Passage shown:
## start

Re: block-sha1: improve code on large-register-set machines

Nicolas Pitre <nico@xxxxxxx> · Tue, 11 Aug 2009 22:26:58 -0400 (EDT)

On Tue, 11 Aug 2009, Linus Torvalds wrote:

> 
> 
> On Tue, 11 Aug 2009, Linus Torvalds wrote:
> 
> > 
> > 
> > On Tue, 11 Aug 2009, Nicolas Pitre wrote:
> > > 
> > > Well... gcc is really strange in this case (and similar other ones) with 
> > > ARM compilation.  A good indicator of the quality of the code is the 
> > > size of the stack frame.  When using the "+m" then gcc creates a 816 
> > > byte stack frame, the generated binary grows by approx 3000 bytes, and 
> > > performances is almost halved (7.600s).  Looking at the assembly result 
> > > I just can't figure out all the crazy moves taking place.  Even the 
> > > version with no barrier what so ever produces better assembly with a 
> > > stack frame of 560 bytes.
> > 
> > Ok, that's just crazy. That function has a required stack size of exactly 
> > 64 bytes, and anything more than that is just spilling. And if you end up 
> > with a stack frame of 560 bytes, that means that gcc is doing some _crazy_ 
> > spilling.
> 
> Btw, what I think happens is:
> 
>  - gcc turns all those array accesses into pseudo's 
> 
>    So now the 'array[16]' is seen as just another 16 variables rather than 
>    an array.
> 
>  - gcc then turns it into SSA, where each assignment basically creates a 
>    new variable. So the 16 array variables (and 5 regular variables) are 
>    now expanded to 80 SSA asignments (one array assignment per SHA1 round) 
>    plus an additional 2 assignments to the "regular" variables per round 
>    (B and E are changed each round). So in SSA form, you actually end up 
>    having 240 pseudo's associated with the actual variables. Plus all 
>    the temporaries of course.
> 
>  - the thing then goes crazy and tries to generate great code from that 
>    internal SSA model. And since there are never more than ~25 things 
>    _live_ at any particular point, it works fine with lots of registers, 
>    but on small-register machines gcc just goes crazy and has to spill. 
>    And it doesn't spill 'array[x]' entries - it spills the _pseudo's_ it 
>    has created - hundreds of them.
> 
>  - End result: if the spill code doesn't share slots, it's going to create 
>    a totally unholy mess of crap.
> 
> That's what the whole 'volatile unsigned int *' game tried to avoid. But 
> it really sounds like it's not working too well for you. And the _big_ 
> memory barrier ends up helping just because with that in place, you end up 
> being almost entirely unable to schedule _anything_ between the different 
> SHA rounds, so you end up with only six or seven variables "live" in 
> between those barriers, and the stupid register allocator/spill logic 
> doesn't break down too badly.

## end

Written instruction 1: In the mailing list message, how large a stack frame does gcc create when the "+m" is used?
The mailing list message and the records are unrelated material.

Raw data:
## start

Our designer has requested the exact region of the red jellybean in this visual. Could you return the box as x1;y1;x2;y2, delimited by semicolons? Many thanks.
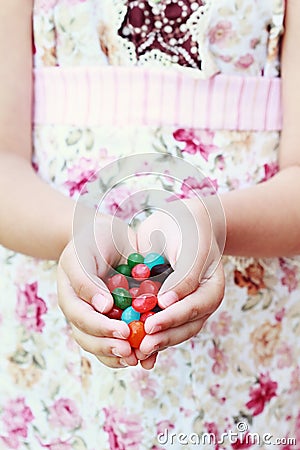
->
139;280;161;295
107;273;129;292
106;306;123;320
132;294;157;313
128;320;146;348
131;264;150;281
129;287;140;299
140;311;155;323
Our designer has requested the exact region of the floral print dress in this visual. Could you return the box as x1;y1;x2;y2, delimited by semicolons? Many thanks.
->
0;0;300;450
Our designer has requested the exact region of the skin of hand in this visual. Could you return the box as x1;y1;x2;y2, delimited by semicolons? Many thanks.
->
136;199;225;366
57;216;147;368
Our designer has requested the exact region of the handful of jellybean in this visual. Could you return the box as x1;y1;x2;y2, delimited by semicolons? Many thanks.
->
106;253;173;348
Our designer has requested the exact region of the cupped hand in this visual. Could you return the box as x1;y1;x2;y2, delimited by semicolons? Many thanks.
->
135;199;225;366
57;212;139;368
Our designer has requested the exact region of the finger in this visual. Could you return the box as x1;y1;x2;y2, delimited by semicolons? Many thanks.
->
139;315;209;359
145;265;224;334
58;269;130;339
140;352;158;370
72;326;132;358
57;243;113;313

## end
## start

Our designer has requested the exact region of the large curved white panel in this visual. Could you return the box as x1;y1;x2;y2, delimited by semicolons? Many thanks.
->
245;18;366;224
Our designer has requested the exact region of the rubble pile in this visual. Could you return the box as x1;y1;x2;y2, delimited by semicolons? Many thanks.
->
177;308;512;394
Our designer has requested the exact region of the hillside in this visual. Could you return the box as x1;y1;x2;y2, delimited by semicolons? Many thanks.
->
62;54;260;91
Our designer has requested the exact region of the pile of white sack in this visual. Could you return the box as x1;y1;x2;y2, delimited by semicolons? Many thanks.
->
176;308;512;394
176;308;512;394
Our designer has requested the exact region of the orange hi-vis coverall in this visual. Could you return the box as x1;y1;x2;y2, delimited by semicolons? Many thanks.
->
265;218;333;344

## end

Written instruction 2: Recast the records from the line with "Our designer has requested the exact region of the finger" up to and including the line with "57;243;113;313" as a two-column CSV with the columns "text" and "answer". Give one row per record, with each value in a single quoted field and line breaks replaced by spaces.

Exercise response 1: 816 bytes

Exercise response 2:
text,answer
"Our designer has requested the exact region of the finger in this visual. Could you return the box as x1;y1;x2;y2, delimited by semicolons? Many thanks. ->","139;315;209;359 145;265;224;334 58;269;130;339 140;352;158;370 72;326;132;358 57;243;113;313"